◆ **Goal**:
Summarize the article below in two sentences.

◆ **Article**:
[BEGIN]

Star Trek: Voyager’s “Endgame” has plenty of feature-level action to satisfy fans, but at the cost of giving them and the show’s crew the homecoming they deserve. 

Lost for seven seasons in the Delta Quadrant, Janeway and her dogged crew aboard Voyager struggled across unexplored space to find their way back to Earth. One would think they would be given more than two scenes depicting their dream coming true, of seeing their home planet again, but that’s all “Endgame” gives them. The episode’s abrupt final moments conclude the series on one of the franchise’s most underwhelming and anticlimactic notes. 

“Endgame” opens with Voyager’s crew already back on Earth, having lost their Borg attache, Seven of Nine (Jeri Ryan), in the process. This loss haunts Captain Janeway (Kate Mulgrew), who, now an Admiral, pines for a second chance to make good on her promise to bring every member of her crew back home. With the help of time travel, Janeway finally gets an opportunity to re-do her voyage home — which leads to one final confrontation with the Borg Queen (Star Trek: First Contact’s Alice Krieg). In the process, Janeway seemingly wipes out the Borg (or, at least, defeats them — how they survived this fate is left unclear when they reappear in Star Trek Picard). That’s a seismic event in the Trek Universe, and the finale has barely time to pay it lip service because the two-parter has to rush to the last scene: Where Voyager is joined by a few starships and ushered back to Earth before the credits roll.

Seven seasons spent with this crew, rooting for them to get home, and the show can’t be bothered to spend any significant time exploring how reaching Earth feels for those who doubted they would ever see it again. It’s a baffling, rushed choice that leaves fans wishing the series went with its original finale plans: Dedicate a mini-arc of episodes in the final season to show Voyager’s return to Earth and how the crew re-enters their lives. The dramatic potential there alone is more satisfying than most of “Endgame.”

02. Star Trek: Deep Space Nine - “What You Leave Behind” (2000)

After devoting its last two seasons to a largely serialized arc concerning the Federation’s war with the evil Dominion, Star Trek: Deep Space Nine wrapped up its seven-year run with a near-Biblical finale full of action, heart, and loss. 

Captain Sisko (Avery Brooks) began the show as a brooding commander who couldn’t wait to leave his new post — a former Cardassian space station in orbit of the Bajoran homeworld. But by the end of “What You Leave Behind,” he literally gives his life to save both DS9 and the Bajoran people that view him as an emissary for their gods, the Prophets. Sisko’s sacrifice calls back to the show’s first episode, and his dealings with the Prophets — a race of non-linear beings worshiped by the Bajorans. His corporeal life is just the beginning, as Sisko’s death seemingly features him transcending into a higher plane of existence, one that, at first, he wanted nothing to do with.

[END]

Dataset entries:

[BEGIN]

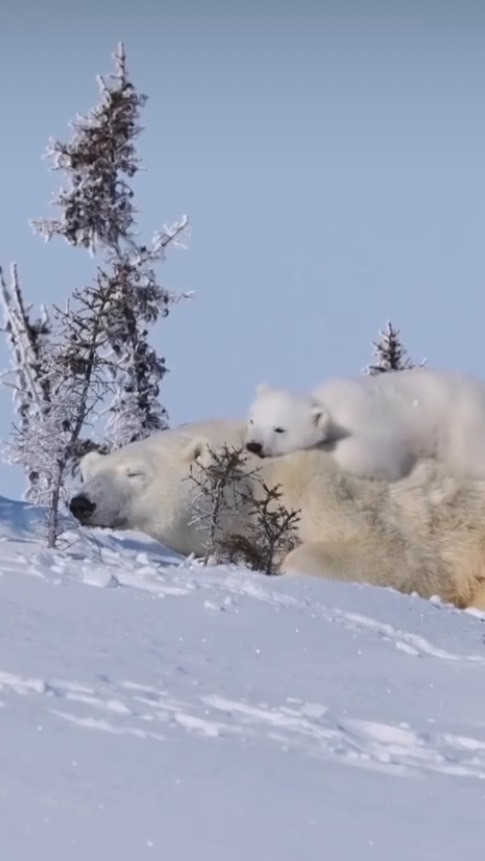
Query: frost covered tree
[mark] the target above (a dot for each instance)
(390, 353)
(97, 211)
(222, 489)
(66, 363)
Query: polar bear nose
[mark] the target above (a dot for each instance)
(255, 448)
(81, 507)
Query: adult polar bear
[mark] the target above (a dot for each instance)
(378, 426)
(424, 533)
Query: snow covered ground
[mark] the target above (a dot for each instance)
(151, 709)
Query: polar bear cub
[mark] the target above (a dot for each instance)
(378, 426)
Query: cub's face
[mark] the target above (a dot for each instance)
(281, 422)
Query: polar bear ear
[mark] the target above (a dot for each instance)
(87, 464)
(194, 449)
(262, 389)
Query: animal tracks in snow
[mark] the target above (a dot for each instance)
(148, 713)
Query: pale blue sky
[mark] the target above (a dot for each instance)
(331, 157)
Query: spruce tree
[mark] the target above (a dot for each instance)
(66, 363)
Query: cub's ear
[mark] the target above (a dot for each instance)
(321, 419)
(194, 450)
(87, 464)
(262, 389)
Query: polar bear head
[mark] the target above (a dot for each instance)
(281, 421)
(146, 486)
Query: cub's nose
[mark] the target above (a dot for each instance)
(255, 448)
(81, 507)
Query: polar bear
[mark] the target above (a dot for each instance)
(378, 426)
(423, 533)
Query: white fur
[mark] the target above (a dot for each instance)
(424, 533)
(378, 426)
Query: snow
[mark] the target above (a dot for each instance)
(153, 708)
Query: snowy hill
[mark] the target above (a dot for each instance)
(152, 709)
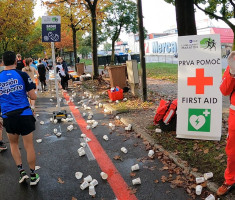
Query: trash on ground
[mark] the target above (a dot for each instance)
(158, 130)
(124, 150)
(200, 180)
(136, 181)
(39, 140)
(135, 167)
(105, 137)
(150, 153)
(103, 175)
(198, 190)
(208, 175)
(92, 191)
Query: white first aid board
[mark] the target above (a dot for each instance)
(199, 111)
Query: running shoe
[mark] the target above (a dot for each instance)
(2, 146)
(34, 179)
(23, 177)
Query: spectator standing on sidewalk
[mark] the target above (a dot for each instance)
(31, 71)
(20, 64)
(18, 119)
(227, 87)
(2, 144)
(42, 74)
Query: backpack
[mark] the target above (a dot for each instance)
(166, 115)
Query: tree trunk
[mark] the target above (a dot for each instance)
(112, 55)
(94, 44)
(74, 46)
(185, 17)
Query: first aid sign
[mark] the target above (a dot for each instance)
(199, 111)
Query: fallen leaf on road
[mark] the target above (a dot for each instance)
(132, 174)
(60, 181)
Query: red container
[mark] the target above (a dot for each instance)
(117, 95)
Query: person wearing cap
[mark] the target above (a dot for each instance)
(227, 88)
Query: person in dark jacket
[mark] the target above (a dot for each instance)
(42, 74)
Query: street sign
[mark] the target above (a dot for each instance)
(199, 111)
(51, 28)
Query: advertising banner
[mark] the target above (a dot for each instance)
(51, 28)
(199, 111)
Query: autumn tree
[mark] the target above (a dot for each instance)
(121, 16)
(16, 22)
(220, 10)
(185, 16)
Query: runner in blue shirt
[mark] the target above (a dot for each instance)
(18, 119)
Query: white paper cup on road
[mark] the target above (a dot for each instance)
(92, 191)
(84, 185)
(104, 175)
(105, 137)
(198, 190)
(88, 179)
(94, 182)
(78, 175)
(135, 167)
(39, 140)
(208, 175)
(200, 180)
(136, 181)
(210, 197)
(82, 153)
(124, 150)
(150, 153)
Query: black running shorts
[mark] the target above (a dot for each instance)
(20, 124)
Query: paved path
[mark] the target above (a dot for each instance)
(59, 160)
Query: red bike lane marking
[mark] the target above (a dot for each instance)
(115, 180)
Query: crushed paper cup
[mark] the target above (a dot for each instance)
(94, 182)
(208, 175)
(158, 130)
(136, 181)
(198, 190)
(82, 153)
(92, 191)
(135, 167)
(124, 150)
(150, 153)
(58, 134)
(200, 180)
(105, 137)
(39, 140)
(88, 179)
(84, 185)
(103, 175)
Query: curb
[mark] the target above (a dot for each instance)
(177, 160)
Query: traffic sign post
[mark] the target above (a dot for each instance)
(199, 111)
(51, 32)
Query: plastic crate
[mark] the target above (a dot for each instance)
(117, 95)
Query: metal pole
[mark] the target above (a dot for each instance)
(54, 66)
(142, 51)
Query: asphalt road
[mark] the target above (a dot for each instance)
(59, 160)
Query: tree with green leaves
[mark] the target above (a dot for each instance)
(185, 16)
(121, 16)
(220, 10)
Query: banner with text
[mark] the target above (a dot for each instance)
(199, 111)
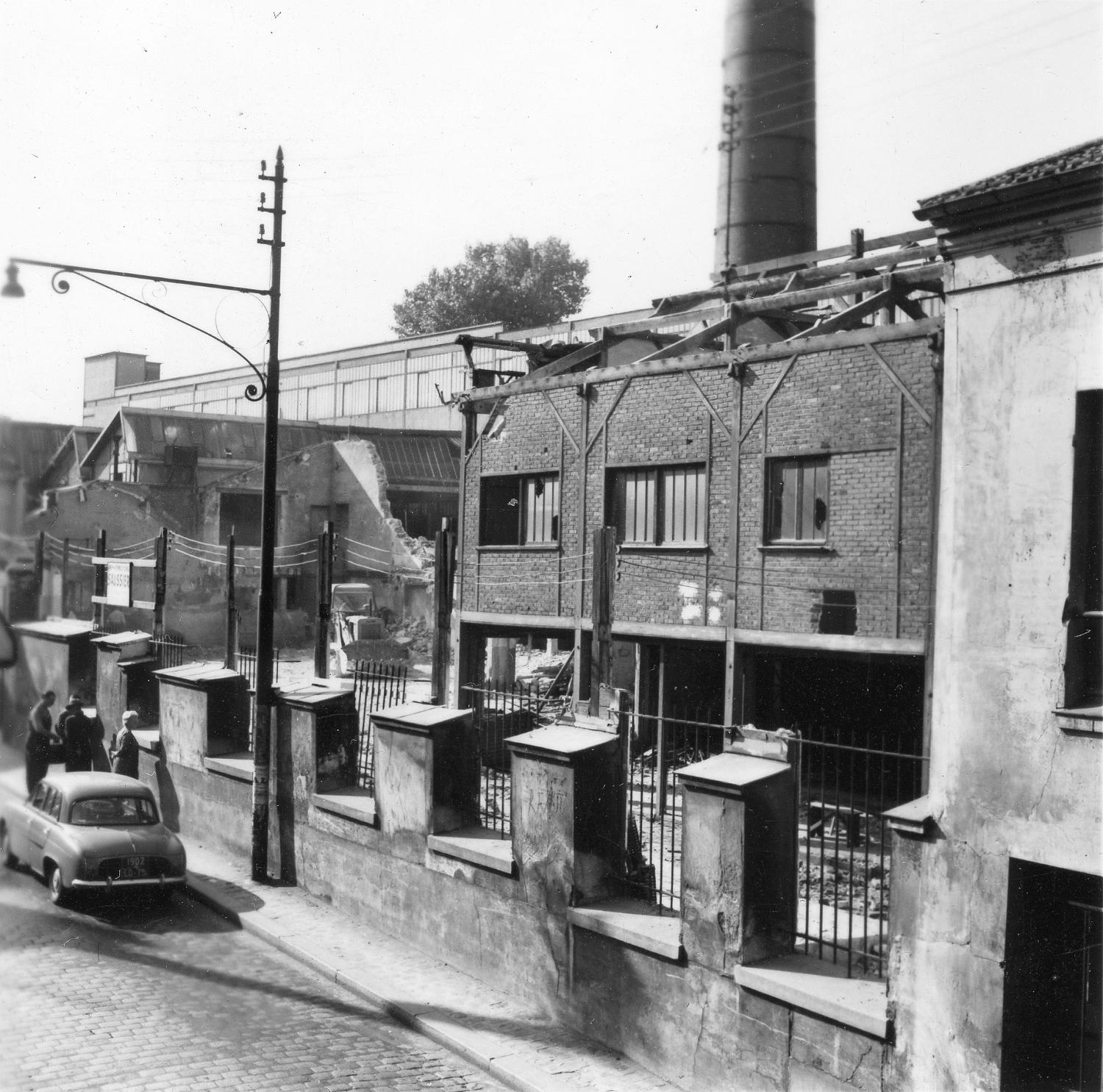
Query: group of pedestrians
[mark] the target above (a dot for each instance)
(76, 741)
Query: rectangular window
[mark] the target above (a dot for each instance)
(520, 511)
(796, 500)
(1083, 609)
(660, 507)
(240, 515)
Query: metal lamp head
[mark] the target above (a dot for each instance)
(13, 289)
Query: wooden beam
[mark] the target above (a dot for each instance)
(787, 282)
(765, 401)
(609, 413)
(696, 362)
(490, 419)
(643, 326)
(847, 318)
(563, 424)
(566, 363)
(690, 341)
(708, 405)
(899, 384)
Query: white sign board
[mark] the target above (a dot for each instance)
(118, 584)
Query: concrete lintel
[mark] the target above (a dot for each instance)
(478, 846)
(565, 622)
(311, 697)
(357, 804)
(913, 818)
(149, 739)
(729, 774)
(818, 988)
(560, 743)
(238, 767)
(194, 675)
(417, 719)
(832, 642)
(633, 924)
(60, 630)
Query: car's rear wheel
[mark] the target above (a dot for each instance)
(59, 893)
(9, 858)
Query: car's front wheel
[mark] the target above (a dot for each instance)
(59, 893)
(9, 858)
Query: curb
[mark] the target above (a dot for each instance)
(472, 1046)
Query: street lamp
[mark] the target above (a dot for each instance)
(269, 392)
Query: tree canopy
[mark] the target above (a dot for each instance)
(516, 282)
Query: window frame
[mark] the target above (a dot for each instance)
(520, 493)
(818, 460)
(657, 515)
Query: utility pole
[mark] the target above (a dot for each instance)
(262, 727)
(324, 600)
(443, 577)
(231, 608)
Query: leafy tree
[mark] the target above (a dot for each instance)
(516, 282)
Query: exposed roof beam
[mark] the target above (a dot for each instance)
(866, 335)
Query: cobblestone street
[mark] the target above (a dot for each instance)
(151, 997)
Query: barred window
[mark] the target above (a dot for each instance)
(520, 510)
(796, 500)
(666, 507)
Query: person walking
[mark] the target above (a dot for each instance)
(76, 729)
(125, 752)
(40, 741)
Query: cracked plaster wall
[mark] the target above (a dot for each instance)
(1005, 781)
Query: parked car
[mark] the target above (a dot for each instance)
(92, 832)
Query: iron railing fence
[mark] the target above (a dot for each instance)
(247, 666)
(498, 715)
(168, 651)
(376, 686)
(847, 779)
(657, 748)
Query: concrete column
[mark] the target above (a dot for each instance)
(426, 774)
(324, 734)
(738, 860)
(204, 712)
(124, 681)
(566, 801)
(55, 655)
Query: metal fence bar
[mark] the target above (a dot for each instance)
(849, 778)
(375, 686)
(247, 666)
(499, 715)
(659, 747)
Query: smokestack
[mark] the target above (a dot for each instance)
(767, 203)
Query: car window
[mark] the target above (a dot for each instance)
(114, 811)
(53, 803)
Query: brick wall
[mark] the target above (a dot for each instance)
(840, 403)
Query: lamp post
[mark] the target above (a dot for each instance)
(269, 392)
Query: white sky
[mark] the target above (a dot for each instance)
(132, 135)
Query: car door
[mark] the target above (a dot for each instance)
(19, 822)
(41, 824)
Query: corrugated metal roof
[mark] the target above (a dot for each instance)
(32, 445)
(1089, 154)
(415, 458)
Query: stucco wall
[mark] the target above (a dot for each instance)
(1023, 332)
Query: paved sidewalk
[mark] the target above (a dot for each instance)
(512, 1041)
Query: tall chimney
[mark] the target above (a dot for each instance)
(767, 204)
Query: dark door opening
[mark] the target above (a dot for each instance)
(1052, 979)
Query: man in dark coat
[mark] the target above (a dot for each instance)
(125, 752)
(76, 729)
(40, 739)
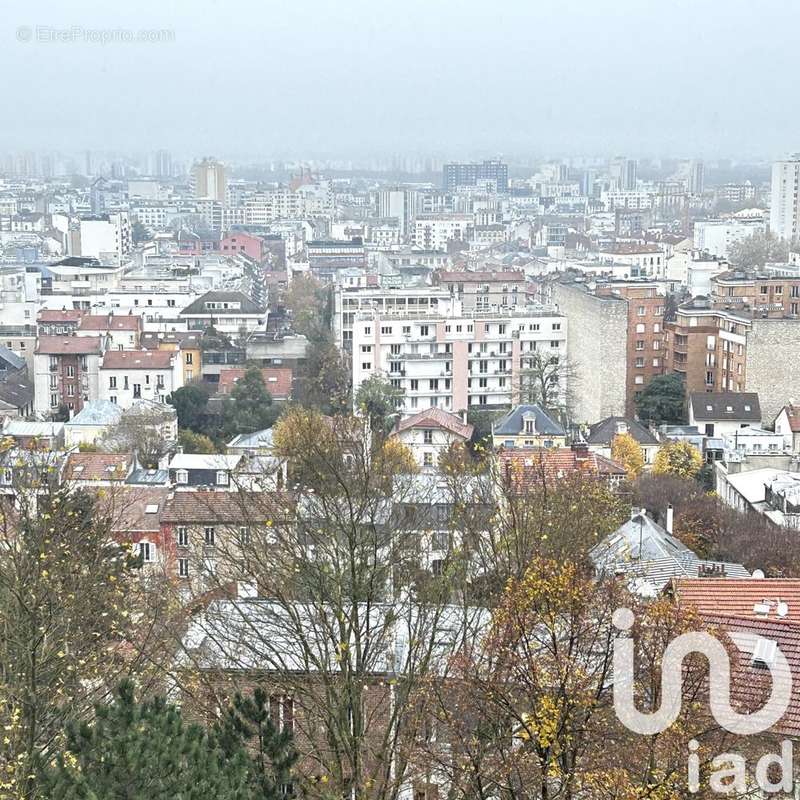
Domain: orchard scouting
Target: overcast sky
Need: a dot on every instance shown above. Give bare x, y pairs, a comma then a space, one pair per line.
282, 78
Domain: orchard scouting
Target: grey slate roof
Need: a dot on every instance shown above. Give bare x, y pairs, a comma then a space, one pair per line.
512, 423
247, 306
603, 432
16, 390
11, 358
650, 557
97, 412
736, 406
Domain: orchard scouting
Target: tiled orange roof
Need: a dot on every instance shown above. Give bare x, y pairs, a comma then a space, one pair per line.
278, 380
98, 466
110, 322
68, 345
738, 598
533, 466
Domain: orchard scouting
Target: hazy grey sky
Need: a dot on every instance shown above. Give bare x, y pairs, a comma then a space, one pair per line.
348, 77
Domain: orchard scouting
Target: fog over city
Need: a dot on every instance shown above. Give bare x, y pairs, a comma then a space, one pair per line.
462, 79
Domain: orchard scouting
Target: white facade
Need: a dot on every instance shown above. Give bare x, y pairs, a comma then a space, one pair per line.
107, 237
434, 231
717, 236
454, 361
784, 209
138, 380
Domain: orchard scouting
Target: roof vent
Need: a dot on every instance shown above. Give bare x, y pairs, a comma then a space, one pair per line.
764, 652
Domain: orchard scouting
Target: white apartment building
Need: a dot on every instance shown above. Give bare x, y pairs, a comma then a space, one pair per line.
434, 231
716, 236
454, 361
349, 300
784, 209
127, 376
107, 236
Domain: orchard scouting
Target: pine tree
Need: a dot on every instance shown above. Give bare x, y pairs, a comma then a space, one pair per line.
248, 722
144, 751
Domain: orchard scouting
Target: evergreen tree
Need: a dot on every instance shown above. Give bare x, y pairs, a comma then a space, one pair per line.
249, 407
144, 751
248, 722
663, 400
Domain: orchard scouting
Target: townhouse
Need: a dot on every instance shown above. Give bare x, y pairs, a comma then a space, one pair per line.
455, 360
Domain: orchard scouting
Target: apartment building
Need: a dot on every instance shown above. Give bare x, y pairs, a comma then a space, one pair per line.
644, 335
706, 346
129, 375
348, 301
784, 208
455, 360
482, 290
66, 372
434, 231
764, 294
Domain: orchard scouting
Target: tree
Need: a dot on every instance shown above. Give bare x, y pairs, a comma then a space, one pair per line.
68, 635
547, 381
305, 299
145, 751
628, 452
663, 401
190, 402
378, 401
757, 250
248, 721
192, 442
248, 408
141, 431
681, 459
139, 232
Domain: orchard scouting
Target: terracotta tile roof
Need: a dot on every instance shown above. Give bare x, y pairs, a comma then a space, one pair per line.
533, 466
435, 418
110, 322
138, 359
751, 683
68, 345
729, 598
278, 380
235, 508
98, 466
59, 315
793, 414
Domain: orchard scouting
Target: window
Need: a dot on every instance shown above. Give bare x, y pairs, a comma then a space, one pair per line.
146, 551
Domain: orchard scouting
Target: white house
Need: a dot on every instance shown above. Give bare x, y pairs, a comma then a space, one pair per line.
721, 413
430, 433
787, 423
130, 375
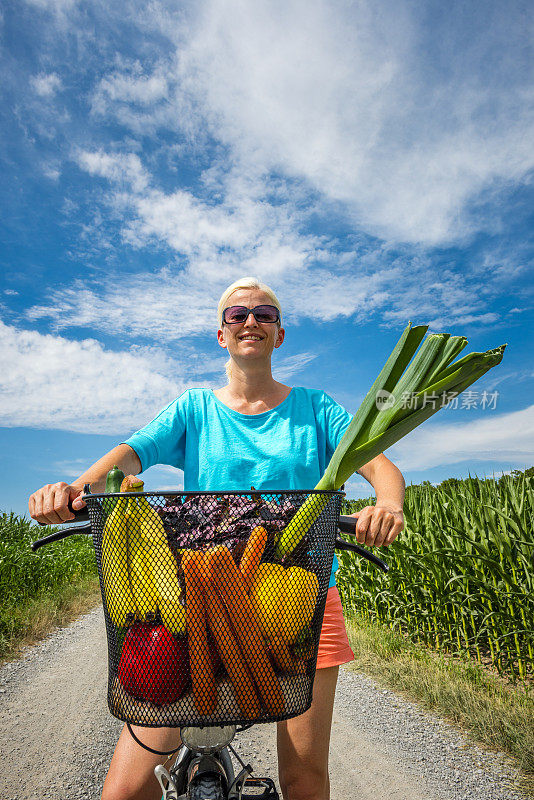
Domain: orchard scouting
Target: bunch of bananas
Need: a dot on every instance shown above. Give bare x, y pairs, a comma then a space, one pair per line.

[END]

◆ **Solution to the problem**:
The article faults Star Trek: Voyager's "Endgame," in which a time-traveling Admiral Janeway confronts the Borg Queen, for giving the crew only two scenes of their homecoming after seven seasons and ending the series on one of the franchise's most anticlimactic notes. It then describes Star Trek: Deep Space Nine's "What You Leave Behind" as a near-Biblical finale full of action, heart, and loss, in which Captain Sisko gives his life to save the station and the Bajoran people and seemingly transcends into a higher plane of existence.